▶ **About this task**: In the 1919 text on re-enlistment options, how long is the furlough given to each man who re-enlists?

▶ **Text section**:
Re-Enlistment Options for Servicemen in the Great War - 1919
Soldiers Being Mustered Out at Camp Dix NJ After the Signing of the Armistice. War of Nations: The New York Times, 1919. GGA Image ID # 196f463f7f
Enlistment in Army
If you should desire to continue in the military service, it is your privilege to select the branch you like best.
The bonus of $60 is payable to all men who may continue in the service by reenlistment, but the three months' extra pay for which provision is made under the Act of Congress approved May 11, 1908, is not payable on re-enlistment to men who were previously enlisted or drafted for the period of the emergency.
A furlough of one month is given to each man who re-enlists, which means, of course, a 30-day vacation with pay and allowances and the privilege of going home and returning to your station for a 1-cent a mile railroad fare.
Ninety men from the Army are to be sent to West Point annually, and, as always, promotion from the ranks is open to those qualified to hold commissions.
The General Staff has adopted an enlistment policy as follows:
- For men of previous military service, one year or three years.
- For all others, three years.
A man desiring overseas service must enlist for three years.
Following a tour of Army establishments and camps throughout the United States, the Chief of Staff, on March 29, 1919, said:
"I also found in inspecting the recruiting establishments which were organized under our orders that in these camps the number of men obtained was very small. A point came up as to whether it would be possible to promise men service in France.
"Generally men who had not been able to get across said that they would be glad to enlist with a chance of getting overseas; and on the spot I promised definitely to each man that he would get foreign service, and on my return (to Washington) I approved an order which has already appeared in the press, promising definitely that we will give that character of service to, say; 50,000 men of the 175,000 authorized by the last Congress to be enlisted."
Recruiting for voluntary enlistments was resumed on February 28, 1919. Up to April 21st there had been 17,542 enlistments.

▶ **Records**:

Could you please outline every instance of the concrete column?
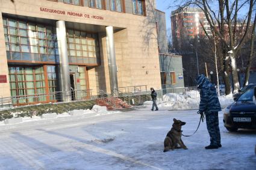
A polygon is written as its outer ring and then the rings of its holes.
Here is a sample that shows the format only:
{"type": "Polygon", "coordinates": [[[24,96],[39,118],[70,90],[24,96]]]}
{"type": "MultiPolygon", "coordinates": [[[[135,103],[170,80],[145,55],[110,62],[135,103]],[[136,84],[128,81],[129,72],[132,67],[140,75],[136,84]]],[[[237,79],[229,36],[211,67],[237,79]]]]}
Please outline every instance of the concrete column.
{"type": "MultiPolygon", "coordinates": [[[[9,76],[8,71],[7,56],[6,55],[5,41],[4,40],[4,23],[2,13],[0,11],[0,75],[6,76],[7,82],[0,83],[0,97],[11,96],[10,91],[9,76]]],[[[18,95],[18,94],[17,94],[18,95]]],[[[1,105],[1,104],[0,104],[1,105]]],[[[1,108],[0,106],[0,108],[1,108]]]]}
{"type": "Polygon", "coordinates": [[[110,78],[111,93],[118,88],[117,74],[116,62],[116,52],[114,45],[114,33],[113,26],[106,27],[107,32],[107,48],[108,50],[108,70],[110,78]]]}
{"type": "Polygon", "coordinates": [[[57,21],[56,29],[60,54],[60,79],[59,82],[61,83],[61,91],[63,92],[63,102],[69,102],[72,100],[72,99],[65,22],[63,20],[57,21]]]}

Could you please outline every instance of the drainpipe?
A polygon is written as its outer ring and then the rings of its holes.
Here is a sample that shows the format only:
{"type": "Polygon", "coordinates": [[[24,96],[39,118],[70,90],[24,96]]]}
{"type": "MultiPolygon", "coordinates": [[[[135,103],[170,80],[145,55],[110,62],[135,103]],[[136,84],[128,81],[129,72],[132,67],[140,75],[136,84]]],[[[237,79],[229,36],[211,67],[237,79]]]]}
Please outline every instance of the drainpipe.
{"type": "Polygon", "coordinates": [[[61,91],[63,93],[62,100],[63,102],[70,102],[72,100],[71,88],[65,22],[58,20],[56,22],[56,26],[58,53],[60,54],[60,77],[59,82],[61,83],[61,91]]]}
{"type": "Polygon", "coordinates": [[[114,95],[114,94],[113,93],[113,92],[115,90],[117,90],[118,88],[118,85],[113,26],[107,26],[106,32],[107,47],[108,58],[108,70],[110,79],[110,88],[111,94],[114,95]]]}

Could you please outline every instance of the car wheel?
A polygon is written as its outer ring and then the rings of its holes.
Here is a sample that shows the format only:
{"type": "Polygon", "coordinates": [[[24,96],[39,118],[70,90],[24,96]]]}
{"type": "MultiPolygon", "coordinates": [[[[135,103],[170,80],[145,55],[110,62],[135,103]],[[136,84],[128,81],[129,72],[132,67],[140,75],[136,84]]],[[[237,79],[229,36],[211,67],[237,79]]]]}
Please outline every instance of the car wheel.
{"type": "Polygon", "coordinates": [[[226,130],[228,130],[229,132],[237,132],[237,128],[236,127],[226,127],[226,130]]]}

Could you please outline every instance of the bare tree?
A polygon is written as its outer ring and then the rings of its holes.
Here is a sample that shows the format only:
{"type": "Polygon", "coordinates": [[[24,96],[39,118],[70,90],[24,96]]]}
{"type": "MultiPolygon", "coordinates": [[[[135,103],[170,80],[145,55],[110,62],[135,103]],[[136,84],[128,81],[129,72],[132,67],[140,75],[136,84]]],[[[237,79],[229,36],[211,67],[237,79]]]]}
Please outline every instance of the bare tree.
{"type": "MultiPolygon", "coordinates": [[[[220,64],[223,67],[224,79],[225,82],[226,94],[231,93],[230,83],[229,83],[229,61],[231,62],[233,90],[236,93],[239,89],[239,83],[237,71],[236,57],[237,53],[243,45],[246,37],[251,27],[251,20],[252,8],[255,6],[255,0],[218,0],[218,10],[213,9],[213,4],[216,1],[211,0],[184,0],[182,1],[180,7],[184,8],[191,5],[196,5],[204,13],[206,19],[209,23],[213,33],[215,34],[220,40],[222,51],[222,60],[220,64]],[[241,35],[241,38],[237,38],[236,34],[237,28],[241,26],[238,20],[238,16],[243,7],[249,6],[248,13],[244,22],[242,23],[245,27],[241,35]],[[216,25],[217,23],[217,26],[216,25]],[[225,33],[228,31],[228,35],[225,33]],[[223,63],[222,63],[223,62],[223,63]]],[[[201,23],[201,25],[202,25],[201,23]]],[[[205,34],[207,33],[205,31],[205,34]]],[[[207,35],[207,37],[210,37],[207,35]]]]}
{"type": "Polygon", "coordinates": [[[252,59],[254,58],[254,41],[255,41],[255,26],[256,26],[256,13],[255,13],[255,16],[254,17],[254,24],[252,26],[252,37],[250,41],[250,54],[249,55],[248,61],[246,65],[246,70],[245,71],[245,81],[243,82],[244,87],[248,85],[249,76],[250,74],[250,69],[252,65],[252,59]]]}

▶ **Exercise output**: One month, a 30-day vacation with pay and allowances.